Zastanawia jeszcze jedna rzecz, mianowicie kwestia reparacji niemieckich dla Polski. Polska wielokrotnie podnosiła tę sprawę w rozmowach bilateralnych - do tej pory bez efektu. Nagle pan Steinmeier mówi o reparacjach, ale dla Rosji. O czym to świadczy?
Świadczy to o tym, że albo pan prezydent nie do końca zapanował nad językiem w tym przypadku, albo też postanowił dać jednoznaczny sygnał, że istnieją ofiary ważniejsze i mniej ważne. Jeżeli ta druga interpretacja jest właściwa, to ta wypowiedź jest haniebna. To że ginęli Rosjanie i majątek rosyjski był rujnowany przez przechodzące armie niemieckie nie może być stawiane jako wartościowo uznane przez Niemców ich zbrodnie, a nieuznane inne, tylko dlatego że widocznie mają dalej gdzieś w sobie zakodowane o tym, że istnieją ofiary, którym się to należało i te, którym się nie należało być ofiarami. Powtarzam, to jest haniebne, jeżeli jest taka interpretacja.

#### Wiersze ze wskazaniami

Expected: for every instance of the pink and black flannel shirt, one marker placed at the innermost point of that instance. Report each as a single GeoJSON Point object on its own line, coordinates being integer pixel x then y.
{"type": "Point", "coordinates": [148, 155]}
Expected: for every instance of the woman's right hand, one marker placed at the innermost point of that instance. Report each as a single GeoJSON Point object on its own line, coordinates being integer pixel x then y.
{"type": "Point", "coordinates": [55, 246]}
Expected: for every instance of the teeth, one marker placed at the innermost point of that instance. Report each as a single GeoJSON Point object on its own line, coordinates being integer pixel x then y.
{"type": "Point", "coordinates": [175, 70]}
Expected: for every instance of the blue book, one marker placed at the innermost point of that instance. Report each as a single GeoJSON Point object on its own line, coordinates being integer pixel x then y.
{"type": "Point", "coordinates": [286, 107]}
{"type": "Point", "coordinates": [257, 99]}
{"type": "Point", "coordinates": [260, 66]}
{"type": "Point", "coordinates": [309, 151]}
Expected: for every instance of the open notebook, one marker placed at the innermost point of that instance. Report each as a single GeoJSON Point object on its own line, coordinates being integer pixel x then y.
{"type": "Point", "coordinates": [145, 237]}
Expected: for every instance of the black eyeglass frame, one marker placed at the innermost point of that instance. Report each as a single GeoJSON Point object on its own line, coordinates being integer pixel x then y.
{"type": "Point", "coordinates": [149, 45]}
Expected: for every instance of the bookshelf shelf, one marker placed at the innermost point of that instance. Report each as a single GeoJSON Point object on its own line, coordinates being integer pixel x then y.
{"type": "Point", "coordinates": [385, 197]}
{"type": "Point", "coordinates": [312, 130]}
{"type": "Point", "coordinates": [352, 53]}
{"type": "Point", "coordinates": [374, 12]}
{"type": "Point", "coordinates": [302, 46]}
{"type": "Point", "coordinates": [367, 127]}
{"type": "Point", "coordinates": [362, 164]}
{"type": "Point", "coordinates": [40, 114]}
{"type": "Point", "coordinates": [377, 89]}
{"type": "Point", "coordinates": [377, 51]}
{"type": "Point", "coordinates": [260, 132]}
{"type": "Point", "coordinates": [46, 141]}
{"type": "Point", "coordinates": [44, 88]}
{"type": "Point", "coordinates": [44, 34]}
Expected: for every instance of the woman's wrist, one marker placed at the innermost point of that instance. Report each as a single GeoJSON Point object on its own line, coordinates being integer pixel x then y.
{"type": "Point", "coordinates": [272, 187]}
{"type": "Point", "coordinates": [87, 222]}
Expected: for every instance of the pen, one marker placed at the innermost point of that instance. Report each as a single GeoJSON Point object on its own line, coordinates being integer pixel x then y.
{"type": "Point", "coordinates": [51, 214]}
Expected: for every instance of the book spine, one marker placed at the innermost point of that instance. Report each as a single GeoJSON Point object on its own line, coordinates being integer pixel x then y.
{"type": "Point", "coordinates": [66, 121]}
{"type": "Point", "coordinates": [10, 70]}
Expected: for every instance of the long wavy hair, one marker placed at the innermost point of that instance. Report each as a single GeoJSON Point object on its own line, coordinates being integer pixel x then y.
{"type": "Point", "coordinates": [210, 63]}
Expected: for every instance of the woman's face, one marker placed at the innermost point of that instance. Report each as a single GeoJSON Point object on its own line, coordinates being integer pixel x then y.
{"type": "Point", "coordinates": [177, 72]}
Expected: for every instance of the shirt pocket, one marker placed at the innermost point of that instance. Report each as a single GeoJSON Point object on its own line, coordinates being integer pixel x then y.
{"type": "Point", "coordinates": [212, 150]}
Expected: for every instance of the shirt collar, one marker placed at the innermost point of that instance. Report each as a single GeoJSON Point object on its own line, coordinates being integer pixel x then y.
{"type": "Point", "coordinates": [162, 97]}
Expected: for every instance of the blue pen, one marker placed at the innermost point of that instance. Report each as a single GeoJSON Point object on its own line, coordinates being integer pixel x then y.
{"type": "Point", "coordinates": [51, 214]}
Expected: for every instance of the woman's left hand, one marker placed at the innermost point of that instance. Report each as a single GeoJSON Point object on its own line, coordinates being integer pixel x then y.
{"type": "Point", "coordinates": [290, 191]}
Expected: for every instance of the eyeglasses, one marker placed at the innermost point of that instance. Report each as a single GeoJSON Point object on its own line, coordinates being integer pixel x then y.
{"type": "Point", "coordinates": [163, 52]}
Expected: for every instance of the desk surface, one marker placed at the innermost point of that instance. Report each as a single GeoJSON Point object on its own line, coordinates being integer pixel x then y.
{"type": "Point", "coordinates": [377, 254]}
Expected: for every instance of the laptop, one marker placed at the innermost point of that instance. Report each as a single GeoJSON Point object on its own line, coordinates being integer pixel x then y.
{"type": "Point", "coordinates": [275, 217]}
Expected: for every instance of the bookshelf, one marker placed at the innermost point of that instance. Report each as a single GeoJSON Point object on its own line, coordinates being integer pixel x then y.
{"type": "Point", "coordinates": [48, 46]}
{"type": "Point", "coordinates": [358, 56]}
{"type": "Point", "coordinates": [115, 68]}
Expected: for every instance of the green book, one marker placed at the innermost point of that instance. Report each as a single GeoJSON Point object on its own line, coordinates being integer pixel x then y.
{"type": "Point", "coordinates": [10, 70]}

#### Polecenia
A) Przepisz z fragmentu o reparacjach tekst od „Zastanawia jeszcze jedna” do „czym to świadczy?”, łącznie z tymi słowami.
B) Odszukaj wszystkie wiersze, w których występuje słowo „blue”, i przepisz je w całości, uwzględniając wielkość liter.
Fragment o reparacjach i wiersze pochodzą z różnych źródeł.

#### Pełne rozwiązania
A)
Zastanawia jeszcze jedna rzecz, mianowicie kwestia reparacji niemieckich dla Polski. Polska wielokrotnie podnosiła tę sprawę w rozmowach bilateralnych - do tej pory bez efektu. Nagle pan Steinmeier mówi o reparacjach, ale dla Rosji. O czym to świadczy?

B)
Expected: for every instance of the blue book, one marker placed at the innermost point of that instance. Report each as a single GeoJSON Point object on its own line, coordinates being integer pixel x then y.
Expected: for every instance of the blue pen, one marker placed at the innermost point of that instance. Report each as a single GeoJSON Point object on its own line, coordinates being integer pixel x then y.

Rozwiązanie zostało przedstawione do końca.